§ **ACTIVITY**
Locate the line bearing "Target: man in dark shirt" in the material below, then reproduce it and each following line up to and including the line bearing "Annotation guideline. For every instance of the metal".

○ ○ ○ ○ ○ ○ ○

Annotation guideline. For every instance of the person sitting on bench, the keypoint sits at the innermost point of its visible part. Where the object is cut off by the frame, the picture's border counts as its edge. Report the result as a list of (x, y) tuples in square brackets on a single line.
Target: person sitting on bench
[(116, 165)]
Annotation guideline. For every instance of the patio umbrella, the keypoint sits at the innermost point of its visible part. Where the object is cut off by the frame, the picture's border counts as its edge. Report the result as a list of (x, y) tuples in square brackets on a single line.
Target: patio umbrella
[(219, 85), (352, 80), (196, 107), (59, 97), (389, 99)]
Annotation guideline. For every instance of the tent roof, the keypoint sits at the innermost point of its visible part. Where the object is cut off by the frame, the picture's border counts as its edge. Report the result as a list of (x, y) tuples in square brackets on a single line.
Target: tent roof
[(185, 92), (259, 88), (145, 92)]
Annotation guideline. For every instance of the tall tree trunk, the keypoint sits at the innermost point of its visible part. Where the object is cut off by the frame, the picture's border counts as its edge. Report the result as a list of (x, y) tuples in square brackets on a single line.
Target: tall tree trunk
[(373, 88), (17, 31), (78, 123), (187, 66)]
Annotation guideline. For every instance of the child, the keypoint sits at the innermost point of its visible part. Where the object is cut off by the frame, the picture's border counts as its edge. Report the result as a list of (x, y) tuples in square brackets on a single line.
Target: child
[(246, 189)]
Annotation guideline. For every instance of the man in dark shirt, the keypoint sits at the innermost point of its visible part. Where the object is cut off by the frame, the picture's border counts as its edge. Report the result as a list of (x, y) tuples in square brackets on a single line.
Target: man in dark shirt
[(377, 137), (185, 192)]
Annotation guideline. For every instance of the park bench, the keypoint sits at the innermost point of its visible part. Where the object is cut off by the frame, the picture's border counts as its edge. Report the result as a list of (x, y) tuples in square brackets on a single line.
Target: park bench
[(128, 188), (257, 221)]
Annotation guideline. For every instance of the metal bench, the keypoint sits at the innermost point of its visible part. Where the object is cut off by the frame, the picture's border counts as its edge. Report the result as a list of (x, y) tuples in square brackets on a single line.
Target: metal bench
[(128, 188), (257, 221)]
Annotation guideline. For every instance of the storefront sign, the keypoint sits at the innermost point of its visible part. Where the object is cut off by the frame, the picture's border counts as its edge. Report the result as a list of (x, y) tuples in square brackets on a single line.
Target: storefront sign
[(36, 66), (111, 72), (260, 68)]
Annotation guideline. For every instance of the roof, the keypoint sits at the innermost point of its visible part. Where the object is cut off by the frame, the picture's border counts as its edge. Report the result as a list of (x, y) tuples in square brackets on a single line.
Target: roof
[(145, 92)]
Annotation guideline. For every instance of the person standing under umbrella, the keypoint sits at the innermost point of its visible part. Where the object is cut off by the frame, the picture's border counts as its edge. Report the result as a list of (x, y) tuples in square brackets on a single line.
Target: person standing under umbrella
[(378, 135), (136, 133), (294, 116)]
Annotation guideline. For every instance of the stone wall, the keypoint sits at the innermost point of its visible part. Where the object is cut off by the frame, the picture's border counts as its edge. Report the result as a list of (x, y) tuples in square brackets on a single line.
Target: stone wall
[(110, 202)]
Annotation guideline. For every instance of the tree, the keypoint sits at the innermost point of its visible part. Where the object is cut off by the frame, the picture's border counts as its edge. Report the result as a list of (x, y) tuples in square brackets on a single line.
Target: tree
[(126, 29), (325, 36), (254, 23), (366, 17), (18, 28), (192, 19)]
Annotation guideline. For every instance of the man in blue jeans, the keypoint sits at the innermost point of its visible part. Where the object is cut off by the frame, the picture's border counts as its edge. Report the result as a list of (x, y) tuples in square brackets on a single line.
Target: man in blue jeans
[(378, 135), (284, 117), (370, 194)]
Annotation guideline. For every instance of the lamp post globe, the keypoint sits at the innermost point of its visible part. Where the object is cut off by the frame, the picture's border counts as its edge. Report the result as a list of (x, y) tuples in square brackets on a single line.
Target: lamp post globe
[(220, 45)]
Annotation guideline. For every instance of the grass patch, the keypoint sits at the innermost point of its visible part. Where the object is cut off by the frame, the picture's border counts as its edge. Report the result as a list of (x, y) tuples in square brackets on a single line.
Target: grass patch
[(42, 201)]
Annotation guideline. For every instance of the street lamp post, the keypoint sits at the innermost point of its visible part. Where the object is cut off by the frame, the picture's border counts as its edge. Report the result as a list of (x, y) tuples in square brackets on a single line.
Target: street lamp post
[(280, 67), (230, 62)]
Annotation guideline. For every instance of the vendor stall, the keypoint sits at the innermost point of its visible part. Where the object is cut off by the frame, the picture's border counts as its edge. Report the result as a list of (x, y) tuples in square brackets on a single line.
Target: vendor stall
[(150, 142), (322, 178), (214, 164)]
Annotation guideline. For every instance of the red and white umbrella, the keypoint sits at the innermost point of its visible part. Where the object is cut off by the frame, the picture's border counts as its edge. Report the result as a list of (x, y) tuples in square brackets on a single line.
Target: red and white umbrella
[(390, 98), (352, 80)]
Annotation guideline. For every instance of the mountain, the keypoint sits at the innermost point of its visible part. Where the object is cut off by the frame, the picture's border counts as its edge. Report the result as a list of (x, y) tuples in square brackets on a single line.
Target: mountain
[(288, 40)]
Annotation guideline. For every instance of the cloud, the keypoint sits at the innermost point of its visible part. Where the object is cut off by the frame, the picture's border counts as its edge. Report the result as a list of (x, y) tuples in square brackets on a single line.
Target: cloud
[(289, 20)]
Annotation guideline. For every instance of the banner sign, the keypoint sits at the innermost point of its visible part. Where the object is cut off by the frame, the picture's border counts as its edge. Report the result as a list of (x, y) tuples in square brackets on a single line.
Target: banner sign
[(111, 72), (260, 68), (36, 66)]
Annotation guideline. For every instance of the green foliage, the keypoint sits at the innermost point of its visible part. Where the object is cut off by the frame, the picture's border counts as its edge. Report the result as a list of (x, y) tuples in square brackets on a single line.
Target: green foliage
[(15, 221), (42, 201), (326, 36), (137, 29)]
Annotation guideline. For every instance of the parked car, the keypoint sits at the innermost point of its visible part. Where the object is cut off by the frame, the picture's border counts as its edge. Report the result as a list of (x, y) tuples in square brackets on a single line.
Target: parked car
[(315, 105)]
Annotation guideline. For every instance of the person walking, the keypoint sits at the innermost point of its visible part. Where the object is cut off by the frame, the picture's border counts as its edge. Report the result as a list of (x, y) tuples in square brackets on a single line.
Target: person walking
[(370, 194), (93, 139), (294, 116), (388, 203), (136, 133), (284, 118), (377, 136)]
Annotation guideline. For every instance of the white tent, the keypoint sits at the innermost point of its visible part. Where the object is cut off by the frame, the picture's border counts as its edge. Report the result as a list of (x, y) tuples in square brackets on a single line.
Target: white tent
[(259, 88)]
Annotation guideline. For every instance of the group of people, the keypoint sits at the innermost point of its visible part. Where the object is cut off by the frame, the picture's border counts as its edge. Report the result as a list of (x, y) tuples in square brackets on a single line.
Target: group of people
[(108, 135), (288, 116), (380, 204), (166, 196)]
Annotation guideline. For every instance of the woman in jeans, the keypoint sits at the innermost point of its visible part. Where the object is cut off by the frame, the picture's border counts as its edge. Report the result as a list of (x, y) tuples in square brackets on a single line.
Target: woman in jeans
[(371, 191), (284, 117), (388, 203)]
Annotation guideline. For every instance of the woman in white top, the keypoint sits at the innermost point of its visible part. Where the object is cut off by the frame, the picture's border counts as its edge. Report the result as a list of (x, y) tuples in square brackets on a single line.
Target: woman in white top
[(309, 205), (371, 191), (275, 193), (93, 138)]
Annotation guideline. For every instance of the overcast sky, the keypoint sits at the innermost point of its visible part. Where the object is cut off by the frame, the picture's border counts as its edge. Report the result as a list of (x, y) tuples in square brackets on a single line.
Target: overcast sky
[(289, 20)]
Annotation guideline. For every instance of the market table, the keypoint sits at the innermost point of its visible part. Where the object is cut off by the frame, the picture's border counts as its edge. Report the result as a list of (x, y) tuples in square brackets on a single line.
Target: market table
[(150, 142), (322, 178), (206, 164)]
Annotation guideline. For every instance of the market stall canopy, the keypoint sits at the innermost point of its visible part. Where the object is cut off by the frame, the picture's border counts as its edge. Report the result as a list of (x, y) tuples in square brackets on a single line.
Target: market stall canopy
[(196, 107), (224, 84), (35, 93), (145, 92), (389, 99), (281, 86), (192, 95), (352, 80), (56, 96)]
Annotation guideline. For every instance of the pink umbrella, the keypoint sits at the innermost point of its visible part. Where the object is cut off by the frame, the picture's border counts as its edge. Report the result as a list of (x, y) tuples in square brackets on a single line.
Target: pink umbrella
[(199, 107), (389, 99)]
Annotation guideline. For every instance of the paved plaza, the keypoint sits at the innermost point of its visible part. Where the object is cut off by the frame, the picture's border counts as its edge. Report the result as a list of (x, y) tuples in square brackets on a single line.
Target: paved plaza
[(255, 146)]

○ ○ ○ ○ ○ ○ ○

§ **OUTPUT OF THE EXERCISE**
Target: man in dark shirt
[(377, 137), (185, 192)]
Annotation guideline. For every instance of the park bench, the keypoint sits at the innermost point of its visible part. Where the object is cut off by the frame, the picture's border counts as its edge. Report the result as a list of (x, y) tuples in square brackets on a single line.
Target: park bench
[(128, 188), (257, 221)]
Annotation guideline. For every instance of the metal bench, the keypoint sits at the innermost point of its visible part. Where the object is cut off by the frame, the picture's border counts as its edge. Report the result as a list of (x, y) tuples in square brackets on a single line.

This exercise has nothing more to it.